[begin Source extract]

Mullins was more then €400,000 behind his rival heading into the final week of the season but made steady inroads into the deficit throughout the first three days of the Punchestown Festival, the tables finally turning on a day with added family significance. Wicklow Brave, Bacardys and Montalbano were all ridden to victory by Willie’s son Patrick, giving him a lead of €91,295 heading into the final day, the title confirmed with Bapaume’s win in the Champion Four Year Old Hurdle.

Despite the return of several horses that had been missing throughout the previous campaign, Mullins’ hold on the Irish champion trainers’ title would once again come under severe threat during the 2017/18 season. Formerly with Sandra Hughes, Total Recall made an immediate impact when landing a hefty gamble in the Munster National and would win valuable races on his next two starts for Mullins, including the Ladbrokes Trophy at Newbury. Mullins was responsible for seven of the 15 winners at the inaugural Dublin Racing Festival held at Leopardstown on the first weekend in February, and had the same number of winners at the Cheltenham Festival, but was still one short of that achieved by his now great rival Gordon Elliott.

[end Source extract]

**Problems and tasks**
1/ Please turn the entries, from the line with "Task: indicate the crowd of people" up to and including the last line of the entries, into a Markdown table with the columns Row and Line, numbering each row and leaving out blank lines.
2/ Go on with the passage about Mullins and the Irish champion trainers' title from where it stops.

[begin Material for this task]

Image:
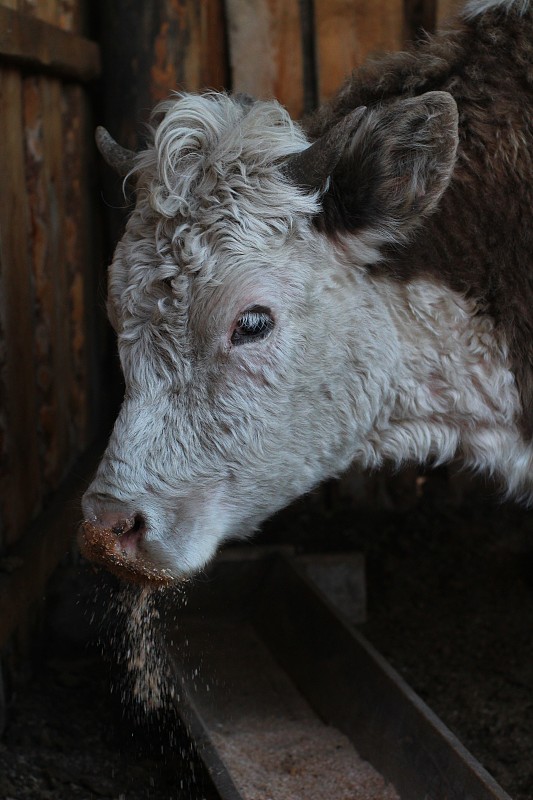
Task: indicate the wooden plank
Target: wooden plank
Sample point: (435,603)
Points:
(266,58)
(46,179)
(40,46)
(26,569)
(352,687)
(348,31)
(77,254)
(20,489)
(213,62)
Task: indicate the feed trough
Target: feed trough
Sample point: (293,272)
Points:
(287,700)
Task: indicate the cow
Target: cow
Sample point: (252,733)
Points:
(291,299)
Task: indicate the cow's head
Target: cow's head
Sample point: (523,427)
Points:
(255,353)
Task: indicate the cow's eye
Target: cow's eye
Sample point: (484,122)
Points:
(252,325)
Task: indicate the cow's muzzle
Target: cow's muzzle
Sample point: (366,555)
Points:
(116,543)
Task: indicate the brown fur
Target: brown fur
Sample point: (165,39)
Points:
(480,239)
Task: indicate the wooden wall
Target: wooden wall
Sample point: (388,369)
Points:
(53,343)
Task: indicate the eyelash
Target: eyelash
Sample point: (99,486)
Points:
(253,325)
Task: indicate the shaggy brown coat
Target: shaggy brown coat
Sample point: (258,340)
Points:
(480,240)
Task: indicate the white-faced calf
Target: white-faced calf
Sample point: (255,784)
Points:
(289,300)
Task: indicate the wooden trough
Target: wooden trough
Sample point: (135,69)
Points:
(290,701)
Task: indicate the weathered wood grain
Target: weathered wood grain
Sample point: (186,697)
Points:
(21,483)
(348,31)
(265,39)
(37,45)
(78,255)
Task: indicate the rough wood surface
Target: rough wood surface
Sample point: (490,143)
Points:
(35,44)
(21,488)
(348,31)
(265,40)
(272,743)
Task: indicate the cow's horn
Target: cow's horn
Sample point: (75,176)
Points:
(119,158)
(310,168)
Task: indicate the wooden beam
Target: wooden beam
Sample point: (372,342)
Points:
(27,566)
(347,32)
(42,47)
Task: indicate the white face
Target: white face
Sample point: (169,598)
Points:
(215,432)
(257,357)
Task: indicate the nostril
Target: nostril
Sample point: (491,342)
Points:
(139,524)
(135,524)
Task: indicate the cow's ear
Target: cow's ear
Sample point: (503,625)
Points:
(394,169)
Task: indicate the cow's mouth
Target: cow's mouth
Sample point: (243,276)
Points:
(120,553)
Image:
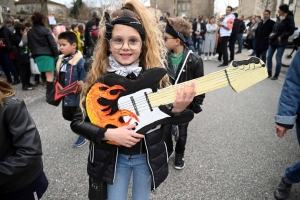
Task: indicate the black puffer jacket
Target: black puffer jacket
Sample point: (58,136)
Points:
(192,70)
(41,41)
(99,150)
(283,29)
(20,147)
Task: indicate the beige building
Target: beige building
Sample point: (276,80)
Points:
(30,6)
(188,8)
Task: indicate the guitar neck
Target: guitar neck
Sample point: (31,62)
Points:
(238,78)
(203,85)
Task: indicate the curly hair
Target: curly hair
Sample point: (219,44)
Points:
(153,50)
(5,90)
(181,25)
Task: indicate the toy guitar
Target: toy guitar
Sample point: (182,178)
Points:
(115,101)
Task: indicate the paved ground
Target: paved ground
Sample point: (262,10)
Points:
(232,150)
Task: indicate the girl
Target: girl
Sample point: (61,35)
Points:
(21,166)
(210,38)
(132,44)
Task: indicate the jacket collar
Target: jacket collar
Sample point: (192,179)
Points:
(73,61)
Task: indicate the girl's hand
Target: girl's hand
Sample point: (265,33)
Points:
(184,97)
(123,135)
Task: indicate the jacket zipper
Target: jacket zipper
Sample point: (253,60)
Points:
(149,165)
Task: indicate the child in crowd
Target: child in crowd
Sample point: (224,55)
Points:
(131,45)
(70,68)
(74,29)
(21,167)
(19,40)
(179,56)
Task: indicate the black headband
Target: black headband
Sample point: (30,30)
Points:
(170,30)
(128,21)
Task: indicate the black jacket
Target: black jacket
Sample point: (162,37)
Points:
(41,41)
(20,147)
(203,30)
(283,29)
(192,70)
(235,29)
(242,26)
(99,150)
(262,34)
(6,34)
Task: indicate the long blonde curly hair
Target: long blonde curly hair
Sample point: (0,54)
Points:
(6,90)
(153,50)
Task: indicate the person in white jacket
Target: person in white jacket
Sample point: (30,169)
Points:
(210,38)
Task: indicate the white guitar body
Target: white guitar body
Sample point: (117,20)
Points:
(142,110)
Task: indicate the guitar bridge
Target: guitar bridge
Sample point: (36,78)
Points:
(134,106)
(148,101)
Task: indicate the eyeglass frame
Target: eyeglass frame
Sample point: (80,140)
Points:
(141,44)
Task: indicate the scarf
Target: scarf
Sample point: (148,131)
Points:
(116,67)
(65,60)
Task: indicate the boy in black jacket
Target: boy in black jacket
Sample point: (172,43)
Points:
(176,33)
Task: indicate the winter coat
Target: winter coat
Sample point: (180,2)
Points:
(289,101)
(283,29)
(41,41)
(193,69)
(76,67)
(262,35)
(20,147)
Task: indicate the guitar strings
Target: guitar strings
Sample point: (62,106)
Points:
(140,99)
(168,91)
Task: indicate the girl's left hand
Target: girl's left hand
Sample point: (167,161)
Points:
(184,97)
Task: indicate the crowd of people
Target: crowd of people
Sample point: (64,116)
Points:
(129,44)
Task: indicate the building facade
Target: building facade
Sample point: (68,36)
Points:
(185,8)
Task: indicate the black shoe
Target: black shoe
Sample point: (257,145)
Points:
(283,190)
(275,77)
(16,81)
(27,88)
(179,161)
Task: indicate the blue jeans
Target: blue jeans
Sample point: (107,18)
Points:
(8,67)
(199,41)
(253,45)
(138,167)
(271,51)
(293,173)
(240,41)
(262,55)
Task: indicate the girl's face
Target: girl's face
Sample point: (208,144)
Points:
(125,44)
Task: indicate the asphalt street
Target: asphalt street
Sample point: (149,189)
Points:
(232,152)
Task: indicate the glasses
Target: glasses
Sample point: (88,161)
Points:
(166,38)
(118,43)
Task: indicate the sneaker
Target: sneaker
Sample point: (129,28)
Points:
(27,88)
(81,141)
(16,81)
(283,190)
(179,161)
(275,77)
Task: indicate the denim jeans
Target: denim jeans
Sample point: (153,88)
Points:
(180,144)
(293,173)
(138,167)
(279,54)
(199,41)
(8,67)
(231,49)
(262,55)
(253,45)
(240,41)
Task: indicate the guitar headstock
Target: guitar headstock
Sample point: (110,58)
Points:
(245,73)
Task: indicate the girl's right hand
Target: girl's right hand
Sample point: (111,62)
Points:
(123,135)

[end Material for this task]

**Results**
1/
| Row | Line |
|---|---|
| 1 | Task: indicate the crowd of people |
| 2 | Target: crowd of people |
| 3 | Sample point: (64,116) |
| 4 | Points: |
| 5 | (129,44) |
| 6 | Task: indicate the building facade |
| 7 | Target: building facade |
| 8 | Sample point: (68,36) |
| 9 | Points: |
| 10 | (185,8) |
| 11 | Task: indicate the black shoe |
| 12 | Target: black shoe |
| 13 | Sample point: (257,145) |
| 14 | Points: |
| 15 | (283,190) |
| 16 | (275,77) |
| 17 | (16,81) |
| 18 | (27,88) |
| 19 | (179,161) |
| 20 | Task: indicate the blue jeans |
| 21 | Target: blue jeans |
| 22 | Sample point: (107,18) |
| 23 | Points: |
| 24 | (8,67) |
| 25 | (199,41) |
| 26 | (253,45) |
| 27 | (138,167) |
| 28 | (271,51) |
| 29 | (293,173) |
| 30 | (240,41) |
| 31 | (262,55) |
| 32 | Task: indicate the girl's face |
| 33 | Target: girl's face |
| 34 | Sample point: (208,144) |
| 35 | Points: |
| 36 | (125,44) |
| 37 | Task: indicate the asphalt street |
| 38 | Target: asphalt street |
| 39 | Sample point: (149,189) |
| 40 | Points: |
| 41 | (232,152) |
| 42 | Task: indicate the glasses |
| 43 | Target: glasses |
| 44 | Sample point: (88,161) |
| 45 | Points: |
| 46 | (166,38) |
| 47 | (118,43) |
| 48 | Task: indicate the sneaker |
| 49 | Target: sneaker |
| 50 | Sample point: (129,28) |
| 51 | Points: |
| 52 | (27,88) |
| 53 | (81,141) |
| 54 | (16,81) |
| 55 | (283,190) |
| 56 | (179,161) |
| 57 | (275,77) |
| 58 | Task: indicate the denim jeans |
| 59 | Target: denim jeans |
| 60 | Sample point: (153,88) |
| 61 | Points: |
| 62 | (180,144) |
| 63 | (293,173) |
| 64 | (138,167) |
| 65 | (279,54) |
| 66 | (199,41) |
| 67 | (8,67) |
| 68 | (231,49) |
| 69 | (262,55) |
| 70 | (253,45) |
| 71 | (240,41) |
| 72 | Task: indicate the guitar headstock |
| 73 | Target: guitar headstock |
| 74 | Sample point: (110,58) |
| 75 | Points: |
| 76 | (245,73) |
| 77 | Task: indicate the girl's right hand |
| 78 | Target: girl's right hand |
| 79 | Sample point: (111,62) |
| 80 | Points: |
| 81 | (123,135) |

2/
Heading into Punchestown Festival week, Mullins was even further behind than he was at the same stage 12 months earlier and suffered a blow on the opening day in a bizarre finale to the Champion Novice Chase. Al Boum Photo was in control when jockey Paul Townend inexplicably veered his mount sharply to the right approaching the final fence, crashing through the wing and inadvertedly taking out his closest rival Finian’s Oscar, leaving Elliott’s The Storyteller in front to run out a most fortunate winner. However, Mullins would steal the show on Wednesday, winning the final six races on the card, increasing further his newly-achieved advantage on the following day, an enterprisingly-ridden Faugheen rolling back the years to lead home a stable 1-2-3 in the Champion Stayers Hurdle. In what proved an astonishing turnaround, the title was in Mullins’ safe keeping by the Friday evening, a four-timer on the final day putting the seal on a remarkable week.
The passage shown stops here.